▶ Material shown:
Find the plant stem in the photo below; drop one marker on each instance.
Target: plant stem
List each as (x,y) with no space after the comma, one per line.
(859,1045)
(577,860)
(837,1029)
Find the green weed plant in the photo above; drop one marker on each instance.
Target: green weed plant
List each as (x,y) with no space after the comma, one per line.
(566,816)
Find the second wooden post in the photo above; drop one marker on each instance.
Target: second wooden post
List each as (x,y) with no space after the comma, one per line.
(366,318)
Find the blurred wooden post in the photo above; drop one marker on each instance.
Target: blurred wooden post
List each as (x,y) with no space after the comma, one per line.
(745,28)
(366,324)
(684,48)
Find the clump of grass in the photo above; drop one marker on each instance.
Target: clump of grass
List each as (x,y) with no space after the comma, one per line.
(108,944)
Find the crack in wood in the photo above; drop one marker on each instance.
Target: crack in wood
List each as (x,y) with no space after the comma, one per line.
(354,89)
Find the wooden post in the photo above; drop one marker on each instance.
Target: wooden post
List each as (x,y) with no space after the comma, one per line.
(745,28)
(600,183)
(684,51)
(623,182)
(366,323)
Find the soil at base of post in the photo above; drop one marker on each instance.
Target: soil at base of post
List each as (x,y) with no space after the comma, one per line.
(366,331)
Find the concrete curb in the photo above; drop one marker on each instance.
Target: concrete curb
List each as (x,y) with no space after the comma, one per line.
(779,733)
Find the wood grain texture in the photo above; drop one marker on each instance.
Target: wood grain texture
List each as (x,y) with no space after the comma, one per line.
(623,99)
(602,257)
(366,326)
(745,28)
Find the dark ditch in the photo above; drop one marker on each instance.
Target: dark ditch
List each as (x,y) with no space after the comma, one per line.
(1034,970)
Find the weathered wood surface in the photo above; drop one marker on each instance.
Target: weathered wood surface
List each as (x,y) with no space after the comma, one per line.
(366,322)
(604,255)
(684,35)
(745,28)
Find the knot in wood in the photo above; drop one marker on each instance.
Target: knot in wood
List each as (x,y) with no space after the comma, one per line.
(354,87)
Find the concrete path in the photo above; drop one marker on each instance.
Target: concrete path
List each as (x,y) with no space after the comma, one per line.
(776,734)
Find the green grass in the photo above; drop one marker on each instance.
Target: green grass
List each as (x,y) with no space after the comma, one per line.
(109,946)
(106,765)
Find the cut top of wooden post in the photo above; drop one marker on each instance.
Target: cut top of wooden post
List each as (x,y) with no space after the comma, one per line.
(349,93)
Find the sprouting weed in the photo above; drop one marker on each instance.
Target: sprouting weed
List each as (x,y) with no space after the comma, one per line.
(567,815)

▶ Work to complete:
Extract the full listing above without alteration.

▶ Worked solution:
Find the plant stem in the photo below; drop one marker on each instance.
Target: plant stem
List each as (x,y) with no space after the comma, one per line.
(859,1045)
(577,860)
(837,1029)
Find the green weed plant in the photo above; drop one marker on each instance.
Target: green weed plant
List each as (x,y) with no space after the comma, one per line.
(566,816)
Find the second wooden post in the photo above; drop one marker on each instance.
Target: second wooden post
List each as (x,y) with no space after the comma, one per line.
(366,318)
Find the blurred wooden post in the photo above; drop one marker on each instance.
Target: blurred wooden post
List each as (x,y) with no space after the comma, one per line.
(745,28)
(366,324)
(684,48)
Find the clump of grass in the photo above; drop one marker on each instance.
Target: clump of grass
List each as (x,y) with no space after the comma, one per line.
(108,944)
Find the crack in wood in the photo above; drop one marker on each instance.
Target: crack in wood
List each as (x,y) with no space after the comma, one per line.
(354,89)
Find the wooden post in the photo above; drop one marker on each instance.
Target: wooden post
List each as (x,y) with no space after the comma, one per line.
(745,28)
(600,183)
(684,51)
(623,182)
(366,323)
Find the soil at base of post in the photo above; drop one marker on each instance.
Target: soil at base of post
List each as (x,y) with no space after the comma, one per line.
(366,331)
Find the concrete curb in the photo above; drop one marker on each instance.
Target: concrete curb
List each as (x,y) with no space after the comma, one per line.
(779,733)
Find the wood grain texture in the photo above; drop one marker on each instance.
Target: wood grain texture
List each as (x,y) with no space after the comma, one per line.
(623,99)
(602,257)
(366,326)
(745,28)
Find the dark ditch in the photo above; drop one marker on each instance.
Target: dark ditch
List each as (x,y) with no space after the comma, one per line.
(1034,970)
Find the weathered wood surface in the photo above; drop one marker on each instance.
Target: weathered wood surface
List each as (x,y) with no space after the comma, one per line.
(366,322)
(604,255)
(684,35)
(745,28)
Find the knot in wood in the photo above; drop one marker on each instance.
Target: knot in wood
List each as (x,y) with no space after the comma, one per line.
(354,87)
Find the concrete path in the photo above; drop one marker on each instance.
Target: concrete path
List each as (x,y) with no space after the comma, one per line.
(776,734)
Find the green grass in the photo above; drop one marker on each instance.
Target: green grass
List each as (x,y) with no space after the comma, one per line.
(109,946)
(106,765)
Find the cut top of wooden post in the photo above; drop one marker on each instance.
Target: cut top of wooden post
List each as (x,y) with no space after the comma, one per line.
(349,93)
Find the sprouting weed in the photo above; drop one marker on each instance.
Target: sprouting weed
List each as (x,y) with no space after the comma, one per line.
(567,815)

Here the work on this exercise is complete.